(Records)
————————
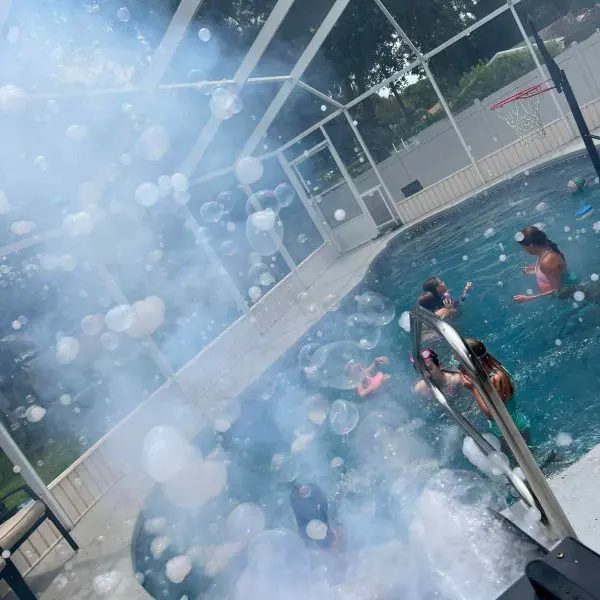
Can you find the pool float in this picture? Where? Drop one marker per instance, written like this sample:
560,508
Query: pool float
577,184
585,212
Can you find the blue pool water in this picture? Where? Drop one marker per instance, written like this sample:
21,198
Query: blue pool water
383,480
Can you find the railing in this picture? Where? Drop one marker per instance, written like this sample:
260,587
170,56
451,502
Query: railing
534,491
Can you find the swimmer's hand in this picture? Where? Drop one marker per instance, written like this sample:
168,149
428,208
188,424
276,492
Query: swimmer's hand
521,298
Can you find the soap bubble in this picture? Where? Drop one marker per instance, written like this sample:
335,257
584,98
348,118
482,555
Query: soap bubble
363,331
12,98
249,170
343,417
147,194
224,103
245,522
179,182
376,307
261,201
109,341
120,318
204,34
564,439
123,14
164,453
404,321
153,144
35,413
316,530
178,568
77,133
226,201
285,194
22,227
266,243
78,224
211,212
340,365
67,349
317,409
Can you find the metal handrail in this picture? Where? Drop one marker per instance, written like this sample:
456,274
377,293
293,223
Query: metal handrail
535,491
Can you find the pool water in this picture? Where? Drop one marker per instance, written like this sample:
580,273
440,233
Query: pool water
398,484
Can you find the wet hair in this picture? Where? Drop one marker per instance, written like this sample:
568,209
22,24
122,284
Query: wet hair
430,285
309,502
534,236
428,301
478,348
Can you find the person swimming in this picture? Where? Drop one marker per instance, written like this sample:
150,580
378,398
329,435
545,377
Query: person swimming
502,382
309,503
437,299
447,381
550,268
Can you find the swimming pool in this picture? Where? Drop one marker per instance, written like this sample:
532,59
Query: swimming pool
388,480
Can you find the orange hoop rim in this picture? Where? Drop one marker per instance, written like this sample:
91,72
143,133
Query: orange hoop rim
530,92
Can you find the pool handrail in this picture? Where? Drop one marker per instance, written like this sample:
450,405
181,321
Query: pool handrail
535,491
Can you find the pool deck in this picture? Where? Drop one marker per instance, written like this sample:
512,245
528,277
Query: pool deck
105,532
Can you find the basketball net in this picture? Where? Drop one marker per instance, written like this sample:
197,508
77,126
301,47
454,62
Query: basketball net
521,112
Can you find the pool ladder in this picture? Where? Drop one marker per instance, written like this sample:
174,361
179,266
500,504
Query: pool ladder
534,491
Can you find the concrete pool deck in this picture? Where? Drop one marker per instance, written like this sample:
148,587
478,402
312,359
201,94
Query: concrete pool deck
105,532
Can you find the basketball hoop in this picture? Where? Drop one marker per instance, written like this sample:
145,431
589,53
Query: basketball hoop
521,112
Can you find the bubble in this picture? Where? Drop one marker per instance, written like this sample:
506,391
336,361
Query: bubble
77,133
67,349
404,321
78,224
343,417
245,522
266,243
35,413
23,227
147,194
109,341
123,14
249,170
211,212
376,307
317,409
254,293
285,194
340,365
363,331
316,530
179,182
65,399
106,583
12,98
225,103
120,318
564,439
153,143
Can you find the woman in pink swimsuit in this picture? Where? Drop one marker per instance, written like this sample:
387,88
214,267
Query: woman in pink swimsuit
550,268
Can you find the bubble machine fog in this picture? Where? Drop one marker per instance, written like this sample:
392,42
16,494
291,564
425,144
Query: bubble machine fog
118,268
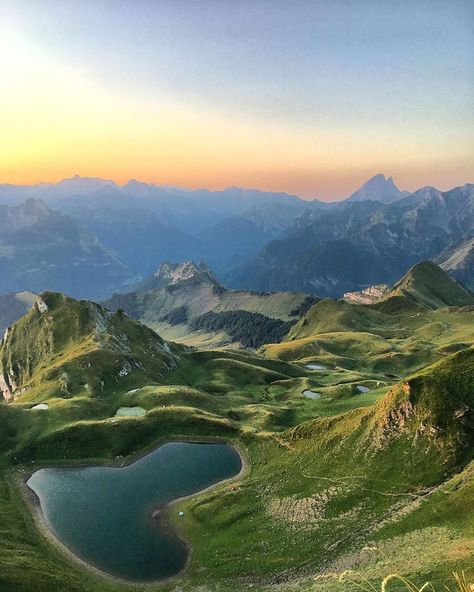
————————
**Short exercise**
Rewrite the part of the records that opens with the line containing "Can you find the woman" and runs to the end of the records, switching "pink" to "red" and changing nothing else. Leave the pictures out.

**Written answer**
Can you find the woman in red swimsuit in this picture? Where? Drop one marker per instance, written like this sample:
387,88
214,267
Query: woman in red swimsuit
550,268
Can you find the bubble machine fog in this picture? Where? Drop one marker per instance, written like this sample:
392,42
16,494
291,564
425,144
Query: bubble machine fog
118,268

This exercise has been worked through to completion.